═════ GIVEN INFORMATION ═════
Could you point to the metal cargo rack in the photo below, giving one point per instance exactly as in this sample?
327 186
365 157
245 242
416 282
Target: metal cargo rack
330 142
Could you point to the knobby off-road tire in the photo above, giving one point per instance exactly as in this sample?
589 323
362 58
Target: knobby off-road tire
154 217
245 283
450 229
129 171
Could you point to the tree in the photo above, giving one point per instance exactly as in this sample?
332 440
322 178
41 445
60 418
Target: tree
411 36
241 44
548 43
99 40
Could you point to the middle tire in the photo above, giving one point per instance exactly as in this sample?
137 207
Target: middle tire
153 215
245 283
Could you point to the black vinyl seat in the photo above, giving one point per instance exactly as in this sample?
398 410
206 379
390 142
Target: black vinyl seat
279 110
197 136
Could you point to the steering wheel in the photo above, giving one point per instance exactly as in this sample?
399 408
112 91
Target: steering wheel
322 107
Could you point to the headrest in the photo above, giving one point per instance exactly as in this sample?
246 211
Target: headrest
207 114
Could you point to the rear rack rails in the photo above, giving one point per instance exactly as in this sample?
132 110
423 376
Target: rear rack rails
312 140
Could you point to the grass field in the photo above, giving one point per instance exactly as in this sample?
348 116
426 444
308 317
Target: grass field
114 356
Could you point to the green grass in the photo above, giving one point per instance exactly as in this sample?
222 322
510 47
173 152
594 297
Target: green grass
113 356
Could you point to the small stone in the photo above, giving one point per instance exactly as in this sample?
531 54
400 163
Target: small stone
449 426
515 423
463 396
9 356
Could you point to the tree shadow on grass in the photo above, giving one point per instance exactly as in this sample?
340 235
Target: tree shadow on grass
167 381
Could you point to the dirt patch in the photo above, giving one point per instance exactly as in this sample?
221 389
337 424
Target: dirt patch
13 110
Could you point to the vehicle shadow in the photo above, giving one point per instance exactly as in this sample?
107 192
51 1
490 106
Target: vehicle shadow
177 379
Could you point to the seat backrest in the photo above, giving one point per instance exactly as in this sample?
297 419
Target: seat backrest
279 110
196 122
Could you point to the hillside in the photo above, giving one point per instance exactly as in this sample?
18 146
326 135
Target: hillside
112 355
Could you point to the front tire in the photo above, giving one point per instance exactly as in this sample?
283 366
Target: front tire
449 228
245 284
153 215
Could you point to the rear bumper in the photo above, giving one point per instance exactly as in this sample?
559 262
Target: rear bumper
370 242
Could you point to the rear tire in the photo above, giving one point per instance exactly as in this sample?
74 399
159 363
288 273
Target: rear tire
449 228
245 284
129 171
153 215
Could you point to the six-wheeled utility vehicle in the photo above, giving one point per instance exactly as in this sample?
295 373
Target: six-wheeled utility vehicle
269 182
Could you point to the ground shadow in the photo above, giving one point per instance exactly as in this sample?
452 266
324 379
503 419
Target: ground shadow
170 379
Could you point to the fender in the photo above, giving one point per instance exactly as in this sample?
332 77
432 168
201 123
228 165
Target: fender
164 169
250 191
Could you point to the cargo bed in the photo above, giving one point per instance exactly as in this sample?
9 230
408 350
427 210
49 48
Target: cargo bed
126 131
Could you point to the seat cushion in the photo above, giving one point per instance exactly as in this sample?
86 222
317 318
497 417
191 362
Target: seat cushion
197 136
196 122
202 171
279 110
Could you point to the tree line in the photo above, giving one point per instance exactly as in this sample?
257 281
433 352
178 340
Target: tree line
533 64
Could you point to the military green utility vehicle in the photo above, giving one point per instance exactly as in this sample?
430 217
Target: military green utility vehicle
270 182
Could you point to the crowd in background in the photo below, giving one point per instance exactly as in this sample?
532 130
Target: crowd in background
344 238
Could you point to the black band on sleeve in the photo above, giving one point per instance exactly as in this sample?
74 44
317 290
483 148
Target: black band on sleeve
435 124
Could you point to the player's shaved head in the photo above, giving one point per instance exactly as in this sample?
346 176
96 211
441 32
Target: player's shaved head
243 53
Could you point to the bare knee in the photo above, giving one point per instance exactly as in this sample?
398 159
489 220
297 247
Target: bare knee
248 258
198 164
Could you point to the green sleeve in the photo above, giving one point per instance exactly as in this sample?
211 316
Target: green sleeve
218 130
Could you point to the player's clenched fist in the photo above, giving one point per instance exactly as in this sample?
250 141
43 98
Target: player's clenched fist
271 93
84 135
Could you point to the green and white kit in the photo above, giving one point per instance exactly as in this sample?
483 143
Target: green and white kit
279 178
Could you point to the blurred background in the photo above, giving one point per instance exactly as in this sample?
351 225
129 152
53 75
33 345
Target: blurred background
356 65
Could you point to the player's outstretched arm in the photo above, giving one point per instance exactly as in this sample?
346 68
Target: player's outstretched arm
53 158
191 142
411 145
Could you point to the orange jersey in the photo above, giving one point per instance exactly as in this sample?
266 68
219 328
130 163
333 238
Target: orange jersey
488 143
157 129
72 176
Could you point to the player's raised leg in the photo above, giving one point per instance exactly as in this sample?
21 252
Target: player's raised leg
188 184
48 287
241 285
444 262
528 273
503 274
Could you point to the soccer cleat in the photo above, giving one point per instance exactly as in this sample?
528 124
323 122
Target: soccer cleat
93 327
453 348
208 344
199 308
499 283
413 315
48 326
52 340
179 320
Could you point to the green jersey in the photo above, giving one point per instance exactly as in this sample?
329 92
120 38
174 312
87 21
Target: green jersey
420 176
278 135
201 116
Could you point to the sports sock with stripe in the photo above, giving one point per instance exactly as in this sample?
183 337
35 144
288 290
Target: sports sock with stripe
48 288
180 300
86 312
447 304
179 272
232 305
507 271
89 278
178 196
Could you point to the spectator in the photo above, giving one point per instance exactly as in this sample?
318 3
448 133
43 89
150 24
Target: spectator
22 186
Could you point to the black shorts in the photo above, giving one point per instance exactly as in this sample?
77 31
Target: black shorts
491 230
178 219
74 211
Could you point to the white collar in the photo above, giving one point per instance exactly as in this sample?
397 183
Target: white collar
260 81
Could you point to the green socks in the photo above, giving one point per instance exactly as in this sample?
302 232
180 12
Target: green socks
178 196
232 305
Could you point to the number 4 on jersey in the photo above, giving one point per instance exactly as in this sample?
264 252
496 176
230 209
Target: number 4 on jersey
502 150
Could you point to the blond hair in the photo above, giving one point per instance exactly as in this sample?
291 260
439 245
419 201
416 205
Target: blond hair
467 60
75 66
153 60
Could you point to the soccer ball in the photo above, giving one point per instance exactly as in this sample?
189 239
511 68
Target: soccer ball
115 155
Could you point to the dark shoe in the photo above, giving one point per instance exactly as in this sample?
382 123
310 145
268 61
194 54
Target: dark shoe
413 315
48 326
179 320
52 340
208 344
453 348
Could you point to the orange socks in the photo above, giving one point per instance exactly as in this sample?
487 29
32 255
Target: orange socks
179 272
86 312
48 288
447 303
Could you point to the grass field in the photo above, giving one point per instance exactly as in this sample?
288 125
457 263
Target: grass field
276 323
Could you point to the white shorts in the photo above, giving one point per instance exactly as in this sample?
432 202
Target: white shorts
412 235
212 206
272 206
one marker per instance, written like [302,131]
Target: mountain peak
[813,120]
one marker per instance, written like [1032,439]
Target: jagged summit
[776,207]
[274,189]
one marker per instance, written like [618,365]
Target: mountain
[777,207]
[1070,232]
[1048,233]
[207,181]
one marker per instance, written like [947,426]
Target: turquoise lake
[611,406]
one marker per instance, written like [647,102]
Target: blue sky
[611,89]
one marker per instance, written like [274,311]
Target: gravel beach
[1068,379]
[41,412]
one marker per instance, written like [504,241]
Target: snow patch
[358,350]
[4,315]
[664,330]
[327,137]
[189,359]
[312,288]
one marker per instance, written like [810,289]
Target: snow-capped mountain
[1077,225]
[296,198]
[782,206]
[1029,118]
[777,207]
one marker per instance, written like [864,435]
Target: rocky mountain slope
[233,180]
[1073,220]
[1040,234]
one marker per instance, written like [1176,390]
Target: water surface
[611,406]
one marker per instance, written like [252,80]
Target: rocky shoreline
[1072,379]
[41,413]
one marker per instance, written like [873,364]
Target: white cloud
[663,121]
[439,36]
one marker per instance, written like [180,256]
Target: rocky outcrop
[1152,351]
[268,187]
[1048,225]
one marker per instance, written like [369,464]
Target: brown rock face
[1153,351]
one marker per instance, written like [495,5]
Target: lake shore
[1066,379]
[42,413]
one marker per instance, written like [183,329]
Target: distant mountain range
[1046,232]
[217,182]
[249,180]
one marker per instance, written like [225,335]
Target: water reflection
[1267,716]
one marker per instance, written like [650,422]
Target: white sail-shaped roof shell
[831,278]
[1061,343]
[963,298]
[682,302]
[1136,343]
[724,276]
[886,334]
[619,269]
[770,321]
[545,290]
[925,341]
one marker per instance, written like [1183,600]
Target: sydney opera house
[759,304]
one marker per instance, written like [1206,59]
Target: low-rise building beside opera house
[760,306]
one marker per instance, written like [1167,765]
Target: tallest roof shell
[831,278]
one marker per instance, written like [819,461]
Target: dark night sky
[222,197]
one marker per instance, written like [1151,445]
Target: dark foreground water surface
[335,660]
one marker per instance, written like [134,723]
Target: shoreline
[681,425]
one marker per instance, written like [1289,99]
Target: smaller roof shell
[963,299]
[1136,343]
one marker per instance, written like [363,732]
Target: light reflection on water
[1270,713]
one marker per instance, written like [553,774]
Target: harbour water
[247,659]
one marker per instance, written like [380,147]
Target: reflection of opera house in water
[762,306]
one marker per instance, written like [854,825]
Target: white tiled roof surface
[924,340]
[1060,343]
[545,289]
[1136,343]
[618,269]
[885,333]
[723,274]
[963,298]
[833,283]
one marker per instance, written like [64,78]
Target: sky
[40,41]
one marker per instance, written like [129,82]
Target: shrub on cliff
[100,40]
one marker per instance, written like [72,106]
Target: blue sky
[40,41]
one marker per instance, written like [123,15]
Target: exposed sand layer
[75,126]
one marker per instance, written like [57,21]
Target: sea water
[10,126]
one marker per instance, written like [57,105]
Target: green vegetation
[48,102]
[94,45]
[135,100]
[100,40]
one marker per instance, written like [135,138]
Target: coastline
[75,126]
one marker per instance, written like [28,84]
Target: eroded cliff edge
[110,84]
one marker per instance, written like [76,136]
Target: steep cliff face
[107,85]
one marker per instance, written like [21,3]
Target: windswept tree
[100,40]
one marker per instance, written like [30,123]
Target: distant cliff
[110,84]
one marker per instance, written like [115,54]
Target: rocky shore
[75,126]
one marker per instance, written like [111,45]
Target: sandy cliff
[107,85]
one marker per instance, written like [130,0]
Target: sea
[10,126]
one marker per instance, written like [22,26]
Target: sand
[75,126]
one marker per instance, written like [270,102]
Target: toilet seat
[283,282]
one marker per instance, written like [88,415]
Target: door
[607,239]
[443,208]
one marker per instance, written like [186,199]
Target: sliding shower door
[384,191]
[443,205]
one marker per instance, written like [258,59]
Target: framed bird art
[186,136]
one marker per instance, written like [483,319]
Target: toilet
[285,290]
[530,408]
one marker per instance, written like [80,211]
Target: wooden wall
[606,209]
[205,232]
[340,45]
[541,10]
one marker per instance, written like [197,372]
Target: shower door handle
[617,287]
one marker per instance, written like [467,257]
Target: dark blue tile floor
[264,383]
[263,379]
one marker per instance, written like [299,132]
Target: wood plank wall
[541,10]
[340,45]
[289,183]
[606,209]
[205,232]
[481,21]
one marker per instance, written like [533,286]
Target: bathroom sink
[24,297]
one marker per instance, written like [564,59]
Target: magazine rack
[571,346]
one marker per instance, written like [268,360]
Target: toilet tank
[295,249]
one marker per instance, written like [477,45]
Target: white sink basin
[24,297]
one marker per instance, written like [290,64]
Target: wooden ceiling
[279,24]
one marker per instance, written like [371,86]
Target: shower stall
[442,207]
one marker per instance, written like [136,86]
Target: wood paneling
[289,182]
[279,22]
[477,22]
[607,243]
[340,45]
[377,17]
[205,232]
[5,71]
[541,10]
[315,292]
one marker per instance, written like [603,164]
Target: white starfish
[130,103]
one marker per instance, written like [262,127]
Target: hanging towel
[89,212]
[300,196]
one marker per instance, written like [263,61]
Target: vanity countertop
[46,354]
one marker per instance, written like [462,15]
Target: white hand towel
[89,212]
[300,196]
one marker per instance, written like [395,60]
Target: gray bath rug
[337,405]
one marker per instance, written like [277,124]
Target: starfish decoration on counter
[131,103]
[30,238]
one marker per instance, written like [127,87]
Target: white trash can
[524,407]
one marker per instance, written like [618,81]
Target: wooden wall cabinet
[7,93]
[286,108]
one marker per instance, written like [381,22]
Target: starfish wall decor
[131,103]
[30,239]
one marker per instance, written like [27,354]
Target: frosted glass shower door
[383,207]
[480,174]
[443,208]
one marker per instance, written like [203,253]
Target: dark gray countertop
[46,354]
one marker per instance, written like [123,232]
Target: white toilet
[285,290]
═════
> TO DO
Rewrite the records from the line containing "one marker per instance, written like [27,354]" through the end of the records, changing "dark gray" to "charcoal" and keeping everything else the same.

> ANSWER BELOW
one marker per instance, written like [27,354]
Target: frosted glass shower door
[383,207]
[480,174]
[443,208]
one marker per instance, written like [203,253]
Target: charcoal countertop
[46,354]
one marker per instance, written like [123,232]
Target: white toilet
[285,290]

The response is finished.